▸ **Extracto de la página**:
--- --- ---

Y entro en lo más frágil de todo: el Ego. Un globo que se infla con las definiciones, positivas y negativas, que nos dan en nuestra infancia. Que se modifica y amplía en nuestra adolescencia, etapa tan vulnerable que nos deprimimos por un desamor, dejamos los estudios por un profesor gilipollas o arriesgamos nuestra salud temerariamente. Un Ego que se suele esclerotizar con los años, donde acabamos presos de ser el personaje que nos hemos construido: determinado empleo, familia, posesiones, estatus social, aficiones e ideología. PERO que se resquebraja, como nuestra autoestima, con cualquier circunstancia: el paro, los cuernos, la enfermedad…Pero en vez de hacernos más humildes y lúcidos, solemos volvernos más temerosos e intransigentes y reconstruir “nuestro” Ego (una mera imagen mental) con mayor afán, casi siempre de una forma más conservadora e inmovilista.

Nuestra fragilidad se manifiesta en cualquier situación: un episodio de tráfico nos convierte en energúmenos dispuestos a morder; una bajada de miligramos en nuestro nivel de litio nos deprime hasta llegar a incapacitarnos; una palabra desabrida de quien estimamos nos entristece profundamente y hace cuestionar esa relación. Que nuestro líder carismático se compre un chalet nos hace dudar de un movimiento de millones de indignados (y cada líder tiene lo suyo…).

Somos frágiles física, mental, afectiva y hasta éticamente. En “A puerta cerrada”, de Sartre, se ve cómo varios personajes han traicionado la más valiosa de sus respectivas convicciones. 
El famoso chiste del comunista que quiere que se reparta todo, salvo los cerdos, porque él sí tiene dos cerdos. La respuesta ante el cinismo de la Derecha acaparadora y depredadora, es que se Comparta, que se Redistribuya, que se cubran las Necesidades antes que las desmesuradas ambiciones de unos pocos.

PERO también somos RECIOS, hasta extremos inconcebibles: personas que soportaron torturas aberrantes sin haber delatado a sus compañeros; superación de adversidades de todo tipo; logros inconcebibles en el plano físico, artístico, intelectual y social, por encima de cuantos obstáculos se presentaran. Desde la superación de un ictus a pintar con la boca o los pies, desde realizar una carrera universitaria un síndrome de Down a lograr movilizar a una comunidad una sola persona, a veces una niña: el ejemplo de actualidad es Greta Thumberg, con 15 años y con espectro autista.

Recios como la encina son mis padres: nacidos al final del reinado de Alfonso XIII, superaron la dictadura de primo de Rivera, se ilusionaron como niños (lo eran) con la Segunda República, sobrevivieron a la guerra in-civil y a la oscura posguerra. Contribuyeron a construir una España moderna, civilizada y se asombraron cuando elegimos a quienes creíamos socialistas. Cuando vieron los politicuchos que medraron en la Transición, asumieron que el Poder seguía estando en manos de los de siempre, y siguieron ocupándose de sus hijos, nietos y hasta bisnietos. La vida sigue, pase lo que pase.

--- --- ---

▸ **Acciones a realizar**:
A) Transcribe del texto sobre la fragilidad humana el pasaje que va desde "Somos frágiles física, mental, afectiva" hasta "de unos pocos.", incluido este último.
B) En el texto sobre la fragilidad humana, ¿con qué árbol se compara la reciedumbre de los padres?

▸ **Datos proporcionados**:
--- --- ---

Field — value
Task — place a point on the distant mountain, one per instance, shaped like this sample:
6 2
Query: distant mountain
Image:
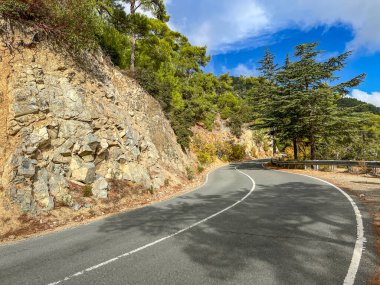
358 106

--- --- ---

▸ **Respuestas del ejercicio**:
A)
Somos frágiles física, mental, afectiva y hasta éticamente. En “A puerta cerrada”, de Sartre, se ve cómo varios personajes han traicionado la más valiosa de sus respectivas convicciones. 
El famoso chiste del comunista que quiere que se reparta todo, salvo los cerdos, porque él sí tiene dos cerdos. La respuesta ante el cinismo de la Derecha acaparadora y depredadora, es que se Comparta, que se Redistribuya, que se cubran las Necesidades antes que las desmesuradas ambiciones de unos pocos.

B) Con la encina.